# TO DO:
A: Repeat the passage on flu vaccination among long-term care workers word for word, from "The good news" to "not getting vaccinated.".
B: According to the passage on flu vaccination among long-term care workers, what share of adults aged 65 or more years are not getting vaccinated?
C: Continue the passage on flu vaccination among long-term care workers from where it stops.

# PASSAGE PROVIDED:
»»

The good news is that influenza vaccination is up among those working in long-term care settings. The bad news is that the inoculation rate among LTC workers remains lower than it is among workers in other healthcare settings. Also, one-third of adults aged 65 or more years are not getting vaccinated.

That’s according to public health officials citing data from the 2015-2016 flu season at a press conference Thursday as well as information in the Sept. 30 issue of the Centers for Disease Control and Prevention’s Morbidity and Mortality Weekly Report, which also was published Thursday.

During the 2015-2016 flu season, the vaccination rate among LTC workers was 69.2%, up from 63.9% the previous year and up 17 percentage points since the 2011-2012 flu season.

««

# DATASET EXTRACT:
»»

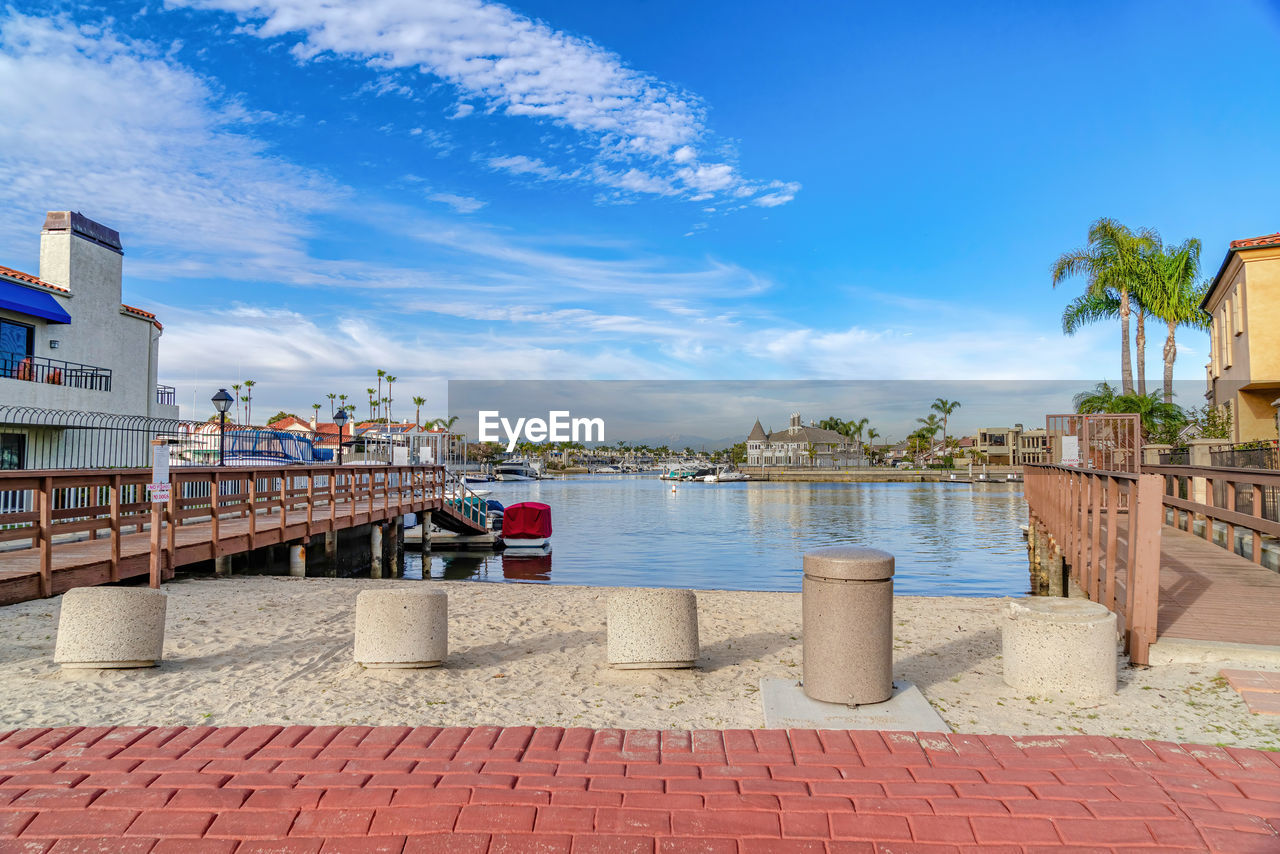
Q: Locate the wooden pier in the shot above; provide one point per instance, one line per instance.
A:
(1129, 540)
(86, 528)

««

# ANSWERS PER TASK:
A:
The good news is that influenza vaccination is up among those working in long-term care settings. The bad news is that the inoculation rate among LTC workers remains lower than it is among workers in other healthcare settings. Also, one-third of adults aged 65 or more years are not getting vaccinated.

B: One-third.

C:
“Although low, this is the only [healthcare] setting with an appreciable increase in coverage compared with last season,” the MMWR authors noted. “Influenza vaccination among healthcare personnel in long-term care settings is especially important because influenza vaccine effectiveness is generally lowest in the elderly. In addition, multiple studies have demonstrated that vaccination of healthcare personnel in long-term care settings confers a health benefit to patients, including reduced risk for mortality.”

Requiring or promoting vaccination and making vaccination available on-site at no cost are some of the ways that LTC communities can increase vaccination among workers, according to the authors. Communities will want to ensure that any vaccination policies they implement are not discriminatory, however; on Monday, the U.S. Equal Employment Opportunity Commission announced that it is suing a health system for not granting accommodations to six employees who objected to its flu vaccination policy on religious grounds.

Public health officials recommend vaccination as soon as possible but by the end of October at the latest because of the unpredictability of the flu season.

“A vaccination deferred is often a vaccination forgotten,” CDC Director Tom Frieden, M.D., M.P.H., said at the press conference, which was held by the National Foundation for Infectious Diseases and the CDC.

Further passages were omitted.